Saved entries
* * *

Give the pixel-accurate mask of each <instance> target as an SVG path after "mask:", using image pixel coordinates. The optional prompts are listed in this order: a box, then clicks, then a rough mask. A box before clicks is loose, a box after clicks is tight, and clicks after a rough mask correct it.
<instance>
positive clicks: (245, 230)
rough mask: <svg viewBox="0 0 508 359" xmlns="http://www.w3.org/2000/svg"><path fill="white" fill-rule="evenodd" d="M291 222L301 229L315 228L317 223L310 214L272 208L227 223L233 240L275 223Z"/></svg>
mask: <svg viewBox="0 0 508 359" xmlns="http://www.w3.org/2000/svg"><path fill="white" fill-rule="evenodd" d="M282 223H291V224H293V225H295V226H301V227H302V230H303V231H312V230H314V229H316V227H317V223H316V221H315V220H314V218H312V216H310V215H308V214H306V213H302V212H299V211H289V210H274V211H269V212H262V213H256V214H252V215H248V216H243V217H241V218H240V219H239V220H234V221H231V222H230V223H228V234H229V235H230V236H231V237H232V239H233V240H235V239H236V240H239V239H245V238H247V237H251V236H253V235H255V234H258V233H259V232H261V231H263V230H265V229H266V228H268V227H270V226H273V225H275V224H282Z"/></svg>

* * *

> Required action:
Output every line of the records above verbatim, changing nothing.

> Exercise response:
Give the pixel-accurate mask of each <instance> target as an SVG path after "mask:", using image pixel coordinates. The optional prompts are listed in this order: a box, then clicks, then a rough mask. A box before clicks is loose, a box after clicks is tight, and clicks after a rough mask correct it.
<instance>
positive clicks: (245, 230)
rough mask: <svg viewBox="0 0 508 359" xmlns="http://www.w3.org/2000/svg"><path fill="white" fill-rule="evenodd" d="M291 222L301 229L315 228L317 223L310 214L272 208L227 223L233 240L275 223Z"/></svg>
mask: <svg viewBox="0 0 508 359" xmlns="http://www.w3.org/2000/svg"><path fill="white" fill-rule="evenodd" d="M282 223H291V224H293V225H295V226H301V227H302V230H303V231H312V230H314V229H316V227H317V223H316V221H315V220H314V218H312V216H310V215H308V214H306V213H302V212H299V211H289V210H274V211H269V212H262V213H256V214H252V215H248V216H243V217H241V218H240V219H239V220H234V221H231V222H230V223H228V234H229V235H230V236H231V237H232V239H233V240H235V239H236V240H239V239H245V238H247V237H251V236H253V235H255V234H258V233H259V232H261V231H263V230H265V229H266V228H268V227H270V226H273V225H275V224H282Z"/></svg>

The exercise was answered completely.